• **WHAT THE EXERCISE ASKS**
Please copy out word for word the stretch from the start of the records through the line containing "box: [306, 332, 509, 371]", both ends included, and leave the pictures out of your answer.
= = =
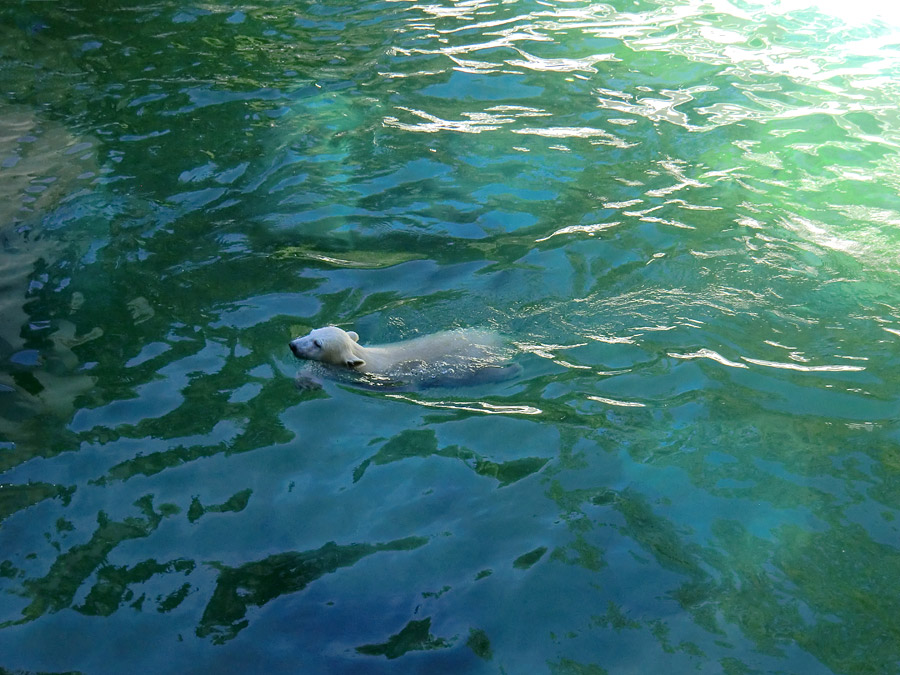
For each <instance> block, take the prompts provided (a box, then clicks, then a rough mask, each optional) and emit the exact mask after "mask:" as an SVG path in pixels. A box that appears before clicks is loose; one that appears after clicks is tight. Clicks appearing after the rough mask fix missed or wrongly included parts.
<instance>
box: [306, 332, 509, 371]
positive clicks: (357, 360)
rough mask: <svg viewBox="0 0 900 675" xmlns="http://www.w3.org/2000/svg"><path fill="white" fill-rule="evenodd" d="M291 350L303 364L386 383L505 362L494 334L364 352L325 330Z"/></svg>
mask: <svg viewBox="0 0 900 675" xmlns="http://www.w3.org/2000/svg"><path fill="white" fill-rule="evenodd" d="M290 347H291V351H292V352H294V355H295V356H296V357H297V358H300V359H308V360H310V361H319V362H320V363H326V364H329V365H332V366H338V367H343V368H349V369H351V370H353V371H355V372H358V373H369V374H373V375H381V376H386V377H404V376H410V375H412V376H426V377H430V376H435V375H438V374H440V372H443V373H446V372H448V371H449V372H459V371H462V370H465V371H475V370H478V369H479V368H486V367H490V366H495V365H497V364H498V363H500V362H502V361H503V360H504V354H503V339H502V338H501V337H500V336H499V335H498V334H496V333H493V332H491V331H487V330H480V329H475V328H465V329H459V330H450V331H443V332H440V333H433V334H431V335H424V336H422V337H417V338H413V339H411V340H403V341H402V342H391V343H388V344H382V345H372V346H370V347H364V346H363V345H361V344H359V335H357V334H356V333H355V332H353V331H345V330H343V329H341V328H338V327H337V326H326V327H325V328H316V329H315V330H313V331H311V332H310V333H309V335H304V336H303V337H299V338H297V339H296V340H293V341H292V342H291V343H290Z"/></svg>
= = =
• **EXERCISE RESULT**
For each <instance> block, take the prompts provided (a box, then clicks, then a rough mask, each optional) and emit the exact mask after "mask:" as an SVG path in pixels. A box that appears before clicks is loose; one that appears after clicks is tight. Clicks appearing after the rough mask fix missed or wrongly included parts.
<instance>
box: [306, 332, 509, 371]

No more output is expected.